*What the task requires*: In the text below about Spike Lee's reaction to Green Book's win, rewrite the paragraph that begins "What got Lee so upset?" as a short bulleted list that keeps its main facts.

*Document text*:

Oof. Lee was also asked about his reaction in the auditorium after the announcement. Reportedly Lee stormed off to leave the theater only to find the doors closed, and instead sat down with his back to the stage while Green Book‘s producers gave their speech. “I thought I was courtside at the Garden,” Lee explained. “The refs made a bad call.”

Double oof.

What got Lee so upset? Audiences and critics mostly loved Green Book, but a few critics have suggested as Lee does here that it’s basically Driving Miss Daisy in reverse. The film focuses too much on a white protagonist, they claim, and not enough on the African-American whose life should be the center of storytelling. The Washington Post’s Ann Hornaday defends Green Book and argues that the criticism is understandable but unfair:

“Green Book,” a gentle, warmhearted buddy comedy about a white Italian American driver and a black musician traveling through the Jim Crow South, won best picture in one of the evening’s genuine toss-ups. Throughout awards season, the animating questions were whether the Hollywood establishment would see fit to reward “Roma” with the top prize — which would have made it the first foreign-language film and Netflix movie to do so — or perhaps honor “Black Panther” or Spike Lee’s “BlacKkKlansman,” a politically aware superhero movie and provocative allegory to present-day race relations.

*Data shown*:

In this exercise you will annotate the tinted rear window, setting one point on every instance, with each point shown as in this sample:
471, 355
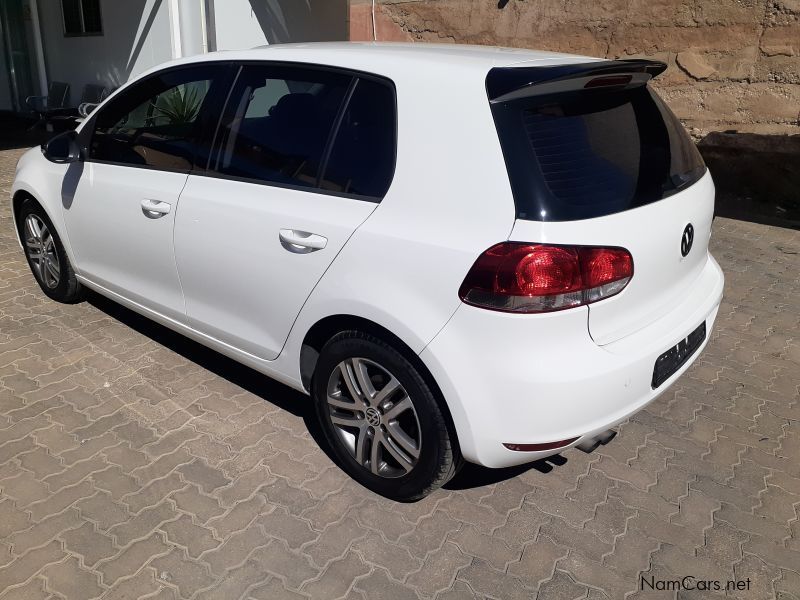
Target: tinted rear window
591, 153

*Result of this task*:
- Audiences and critics mostly loved Green Book.
- A few critics, as Lee does, have suggested it is basically Driving Miss Daisy in reverse.
- They claim the film focuses too much on a white protagonist and not enough on the African-American whose life should be the center of the story.
- The Washington Post's Ann Hornaday defends Green Book and argues that this criticism is understandable but unfair.